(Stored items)
::::

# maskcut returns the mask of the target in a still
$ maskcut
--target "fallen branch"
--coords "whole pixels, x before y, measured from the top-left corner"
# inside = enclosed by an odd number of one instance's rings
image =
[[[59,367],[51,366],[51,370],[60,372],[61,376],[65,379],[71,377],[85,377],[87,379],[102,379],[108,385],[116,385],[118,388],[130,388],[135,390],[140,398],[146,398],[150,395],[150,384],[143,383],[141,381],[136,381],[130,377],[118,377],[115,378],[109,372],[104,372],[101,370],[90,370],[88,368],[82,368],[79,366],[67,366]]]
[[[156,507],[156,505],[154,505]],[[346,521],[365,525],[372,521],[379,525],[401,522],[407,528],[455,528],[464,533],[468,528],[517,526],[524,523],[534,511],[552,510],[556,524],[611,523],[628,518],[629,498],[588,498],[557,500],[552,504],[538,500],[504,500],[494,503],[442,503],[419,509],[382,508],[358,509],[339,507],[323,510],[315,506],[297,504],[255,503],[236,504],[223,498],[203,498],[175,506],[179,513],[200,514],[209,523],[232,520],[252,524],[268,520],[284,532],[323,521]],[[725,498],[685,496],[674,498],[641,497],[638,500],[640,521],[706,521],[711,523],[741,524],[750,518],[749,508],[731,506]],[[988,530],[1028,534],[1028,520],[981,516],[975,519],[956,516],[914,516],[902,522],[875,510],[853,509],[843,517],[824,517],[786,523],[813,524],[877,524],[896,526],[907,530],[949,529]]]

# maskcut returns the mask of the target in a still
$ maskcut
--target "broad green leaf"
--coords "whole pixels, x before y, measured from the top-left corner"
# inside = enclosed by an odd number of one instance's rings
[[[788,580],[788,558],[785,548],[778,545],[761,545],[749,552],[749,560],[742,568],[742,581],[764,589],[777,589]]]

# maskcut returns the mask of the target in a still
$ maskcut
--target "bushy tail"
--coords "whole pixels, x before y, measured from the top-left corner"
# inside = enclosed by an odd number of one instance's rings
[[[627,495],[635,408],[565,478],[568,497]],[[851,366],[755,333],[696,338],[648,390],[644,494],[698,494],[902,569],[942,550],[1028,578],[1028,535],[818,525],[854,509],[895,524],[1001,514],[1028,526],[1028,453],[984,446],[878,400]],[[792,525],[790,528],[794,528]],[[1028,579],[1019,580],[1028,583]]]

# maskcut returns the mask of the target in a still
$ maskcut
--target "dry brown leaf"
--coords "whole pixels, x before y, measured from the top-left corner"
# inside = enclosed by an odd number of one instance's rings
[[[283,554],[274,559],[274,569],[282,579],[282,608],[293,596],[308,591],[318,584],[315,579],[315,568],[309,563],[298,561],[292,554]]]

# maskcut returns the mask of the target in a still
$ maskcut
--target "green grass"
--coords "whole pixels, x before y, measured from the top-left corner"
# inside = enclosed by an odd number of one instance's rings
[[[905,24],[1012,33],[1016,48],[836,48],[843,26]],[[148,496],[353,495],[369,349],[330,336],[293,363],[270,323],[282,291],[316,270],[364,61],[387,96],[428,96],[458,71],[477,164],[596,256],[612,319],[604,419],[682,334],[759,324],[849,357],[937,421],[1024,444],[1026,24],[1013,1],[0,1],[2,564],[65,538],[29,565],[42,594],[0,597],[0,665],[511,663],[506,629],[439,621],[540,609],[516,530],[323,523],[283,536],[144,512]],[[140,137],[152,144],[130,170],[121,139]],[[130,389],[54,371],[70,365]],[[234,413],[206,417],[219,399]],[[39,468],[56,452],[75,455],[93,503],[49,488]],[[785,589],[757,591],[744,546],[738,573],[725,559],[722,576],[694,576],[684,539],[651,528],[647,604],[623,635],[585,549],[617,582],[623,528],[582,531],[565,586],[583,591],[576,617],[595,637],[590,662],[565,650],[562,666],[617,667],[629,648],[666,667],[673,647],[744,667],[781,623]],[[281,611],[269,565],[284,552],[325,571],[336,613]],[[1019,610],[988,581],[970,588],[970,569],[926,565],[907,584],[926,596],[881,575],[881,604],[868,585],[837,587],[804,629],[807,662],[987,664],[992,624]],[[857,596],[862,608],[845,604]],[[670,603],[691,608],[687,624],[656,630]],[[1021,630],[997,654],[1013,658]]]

::::

Nothing in the data may differ; print all of it exactly as written.

# maskcut returns the mask of the target in a still
$ maskcut
--target "fallen branch"
--coords "whole pixels, x before y, measured from the top-left corner"
# inside = enclosed by an odd number of one instance's rings
image =
[[[59,367],[51,366],[51,370],[60,372],[61,376],[65,379],[71,377],[85,377],[87,379],[102,379],[108,385],[116,385],[118,388],[130,388],[135,390],[140,398],[146,398],[150,395],[150,384],[143,383],[141,381],[136,381],[130,377],[118,377],[115,378],[109,372],[104,372],[101,370],[90,370],[88,368],[82,368],[79,366],[67,366]]]
[[[156,507],[156,505],[154,505]],[[346,521],[365,525],[372,521],[379,525],[401,522],[407,528],[455,528],[464,533],[468,528],[517,526],[524,523],[534,511],[552,510],[556,524],[611,523],[628,518],[629,498],[588,498],[557,500],[552,504],[538,500],[504,500],[494,503],[442,503],[419,509],[382,508],[358,509],[339,507],[323,510],[315,506],[297,504],[255,503],[236,504],[223,498],[203,498],[175,506],[179,513],[200,514],[209,523],[232,520],[252,524],[268,520],[284,532],[323,521]],[[725,498],[685,496],[674,498],[641,497],[638,500],[640,521],[706,521],[711,523],[741,524],[750,518],[749,508],[731,506]],[[988,530],[1028,534],[1028,520],[981,516],[975,519],[956,516],[914,516],[902,522],[875,510],[853,509],[843,517],[824,517],[786,523],[813,524],[877,524],[896,526],[907,530],[949,529]]]

# maskcut returns the mask of the target in a still
$ maskcut
--target "broad green leaf"
--coords "whole pixels, x before y, measured from the top-left corner"
# inside = enclosed by an odd number of one instance's rings
[[[788,580],[788,558],[785,548],[778,545],[761,545],[749,552],[749,560],[742,568],[742,581],[764,589],[777,589]]]

# maskcut returns the mask of the target in a still
$ maskcut
--target "bushy tail"
--coords "whole pixels, x before y, measured from the top-left corner"
# inside = enclosed by an odd number of one instance's rings
[[[627,495],[635,408],[565,478],[568,497]],[[851,366],[755,333],[696,338],[648,390],[644,494],[698,494],[902,569],[942,550],[1028,578],[1028,535],[818,525],[854,509],[895,524],[1001,514],[1028,526],[1028,453],[984,446],[878,400]],[[792,525],[790,528],[794,528]],[[1028,579],[1019,580],[1028,583]]]

# maskcut returns the mask of the target in a still
$ maskcut
--target "dry brown leaf"
--coords "whole pixels, x before y, measured from the top-left corner"
# inside = enclosed by an odd number of one instance's rings
[[[283,554],[274,559],[274,569],[282,579],[282,608],[293,596],[308,591],[318,584],[315,579],[315,568],[309,563],[298,561],[292,554]]]

# maskcut returns the mask of the target in a still
$ maskcut
--target "green grass"
--coords "whole pixels, x before y, measured from the top-left corner"
# inside = enclosed by an odd number of one instance's rings
[[[905,24],[1012,33],[1016,48],[836,48],[843,26]],[[148,496],[353,495],[369,349],[330,336],[293,363],[270,323],[282,291],[316,270],[364,61],[387,96],[428,96],[458,71],[477,164],[596,256],[612,319],[604,419],[682,334],[759,324],[849,357],[937,421],[1024,444],[1026,24],[1013,1],[0,1],[2,564],[65,538],[29,565],[42,594],[0,597],[0,665],[511,663],[506,629],[439,621],[540,609],[516,530],[323,523],[283,536],[144,512]],[[140,137],[152,144],[130,170],[121,139]],[[130,389],[54,371],[70,365]],[[234,413],[206,417],[219,399]],[[39,468],[56,452],[75,455],[93,503],[49,488]],[[785,589],[757,591],[744,546],[738,573],[725,559],[722,576],[694,576],[684,539],[651,528],[647,604],[623,635],[585,549],[617,582],[623,528],[582,531],[565,586],[583,591],[576,617],[595,637],[590,662],[565,650],[562,666],[617,667],[629,648],[666,667],[673,647],[744,667],[781,623]],[[281,611],[269,565],[284,552],[325,571],[336,613]],[[1019,610],[988,581],[970,588],[970,569],[926,565],[907,584],[926,596],[881,575],[881,604],[868,585],[837,587],[804,629],[807,662],[987,664],[992,624]],[[857,596],[862,608],[845,604]],[[670,603],[691,608],[687,624],[656,630]],[[1021,630],[997,654],[1013,658]]]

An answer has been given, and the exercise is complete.